_Aim_:
Give the data from the line containing "Where can you see the sweater" up to and including the line containing "[[563, 293], [555, 274], [255, 332], [260, 336], [289, 285]]" as a Markdown table with the columns Row and Data line, numbering each line and omitting blank lines.

--- Stored records ---

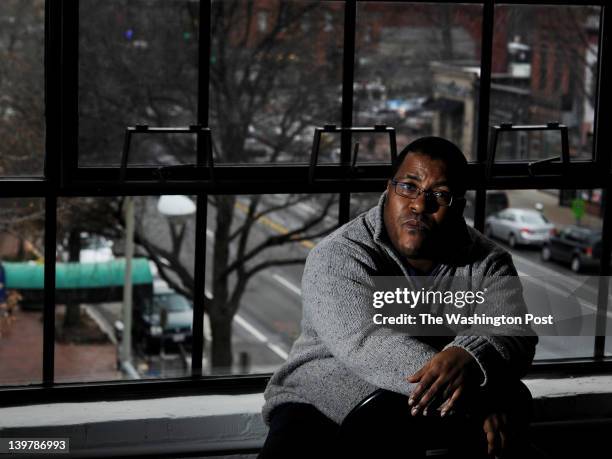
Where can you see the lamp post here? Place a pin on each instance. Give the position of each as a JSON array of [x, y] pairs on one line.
[[177, 209], [126, 338]]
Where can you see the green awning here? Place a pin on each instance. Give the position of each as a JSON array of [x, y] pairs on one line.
[[26, 275]]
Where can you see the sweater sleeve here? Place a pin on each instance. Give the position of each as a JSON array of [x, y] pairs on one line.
[[505, 354], [337, 292]]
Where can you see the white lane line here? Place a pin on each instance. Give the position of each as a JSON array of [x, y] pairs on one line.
[[563, 293], [555, 274], [255, 332], [260, 336], [289, 285]]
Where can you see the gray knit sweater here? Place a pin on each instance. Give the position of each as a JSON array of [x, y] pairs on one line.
[[340, 356]]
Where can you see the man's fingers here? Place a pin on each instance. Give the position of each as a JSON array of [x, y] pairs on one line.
[[426, 380], [490, 442], [451, 401], [429, 395], [503, 440]]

---

_Correct response_:
| Row | Data line |
|---|---|
| 1 | Where can you see the sweater sleeve here? Place a pin on each instance. Give the position of each as a JSON array of [x, y] pairs on one line. |
| 2 | [[505, 354], [337, 292]] |
| 3 | Where can you see the white lane line here? Place a pin on each instance. Give the position of each as a JSON array of [x, y] pairs on one line. |
| 4 | [[563, 293], [555, 274], [255, 332], [260, 336], [289, 285]] |